**PASSAGE TO READ**:

Is health care a right or a privilege?

Published 9:55 am Wednesday, July 19, 2017

Is health care a right or privilege? Should every person be guaranteed health care by the federal government?
It is a debate that has divided our nation. There are reasonable people on each side of this question. Those who think it is a right and base health care on moral grounds, saying it is essential for life and the pursuit of happiness. Denial of health care is a denial of a basic human need, and the matter is as simple as that.
Opponents say making health care a “right” means free health care for anyone who cannot or will not pay for it, which means the government must pick up the tab. The costs would be huge, and there are is only one way to pay for it — higher taxes.
The reforms resulting from the Affordable Care Act (ACA) over the past seven or eight years have led to increases in health care coverage. There is broad consensus that an estimated 20 million to 22 million individuals have obtained health care insurance since 2010 — 14 primarily through the expansion of Medicaid, coverage through parents’ policies for young adults until age 26 years, and the health care exchanges. But that leaves more than 25 million U.S. residents without health insurance.
Is the United States a just and fair society if so many individuals lack health care coverage? The United States guarantees all citizens an education, access to fire and police services, a national postal service, protection by the military, a national park system, and many other federal and state-funded services. But the country has not yet committed to ensuring that all of its citizens have health care coverage.
Congress has yet to reach a consensus on health care. There has been a lot of talk about health care, how to provide it and how to pay for it, but, thus far, neither the House or Senate have been able to garner enough votes to repeal Obamacare and replace it with a new health care law.
Almost everyone agrees that the ACA needs to be modified, even though it has accomplished a great deal, principally by expanding the number of newly insured individuals. However, much remains to be accomplished, including how to ensure high-quality, affordable health insurance for all residents and how to control the continual increases in annual health care spending, now exceeding $3 trillion.

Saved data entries

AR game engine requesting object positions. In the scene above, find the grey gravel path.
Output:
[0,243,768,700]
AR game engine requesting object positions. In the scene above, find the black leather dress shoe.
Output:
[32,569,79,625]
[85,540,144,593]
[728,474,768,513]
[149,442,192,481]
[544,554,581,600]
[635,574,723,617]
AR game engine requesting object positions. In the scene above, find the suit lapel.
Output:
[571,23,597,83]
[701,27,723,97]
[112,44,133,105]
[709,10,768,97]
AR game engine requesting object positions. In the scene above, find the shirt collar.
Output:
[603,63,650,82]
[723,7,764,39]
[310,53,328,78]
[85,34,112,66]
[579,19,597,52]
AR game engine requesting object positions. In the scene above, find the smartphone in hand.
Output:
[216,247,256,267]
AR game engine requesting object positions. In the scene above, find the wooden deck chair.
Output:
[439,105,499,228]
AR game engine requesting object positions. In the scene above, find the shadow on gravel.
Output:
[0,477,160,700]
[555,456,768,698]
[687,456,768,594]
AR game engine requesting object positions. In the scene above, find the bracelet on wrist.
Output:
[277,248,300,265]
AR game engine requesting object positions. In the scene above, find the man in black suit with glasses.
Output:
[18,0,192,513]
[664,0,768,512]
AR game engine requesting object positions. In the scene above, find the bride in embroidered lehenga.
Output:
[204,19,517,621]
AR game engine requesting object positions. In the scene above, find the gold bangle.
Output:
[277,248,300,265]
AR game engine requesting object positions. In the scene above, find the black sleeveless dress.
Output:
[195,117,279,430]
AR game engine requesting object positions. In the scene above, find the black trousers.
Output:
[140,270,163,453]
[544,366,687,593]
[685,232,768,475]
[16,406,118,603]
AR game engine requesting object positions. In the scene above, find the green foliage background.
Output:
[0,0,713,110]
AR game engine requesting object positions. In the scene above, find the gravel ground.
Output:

**WHAT NEEDS TO BE DONE**: Extend the health care debate piece onward from the point where it stops. This material has no connection to the text.

**RESPONSE TO THE TASK**:
Americans pay high premiums for insurance. They also pay high prices for prescription drugs. If it were not for insurance, many Americans, especially senior citizens, would not be able to pay for their medications. At the same time CEOs in the Health Care and Insurance Industry are being paid huge salaries which keep increasing each year.
The Republicans are trying to wrangle health care legislation through Congress without Democrat support. Oh, for the days when Republicans and Democrats were willing and committed to working together to find answers to America’s problems.
President Donald Trump does a lot of talking and tweeting, but he has yet to say what he would like to see in a health care bill. He has yet to give Congress a detailed plan for America’s healthcare. It’s easy to talk big, but getting the job done requires more than talk.
It’s easy to promise things on the campaign trail, but it’s quite another thing to deliver results.
Health care should not be a privilege available and affordable only for a majority and those who can afford it. It should be affordable to all. The solution for how to achieve health care coverage for all may be uniquely American, but it is an exceedingly important and worthy goal, emblematic of a fair and just society.
We have a two-party system in this country, and it is time for Republicans and Democrats to sit down together and work this thing out. It is a problem that affects all Americans, both Democrats and Republicans, and it requires a bipartisan solution.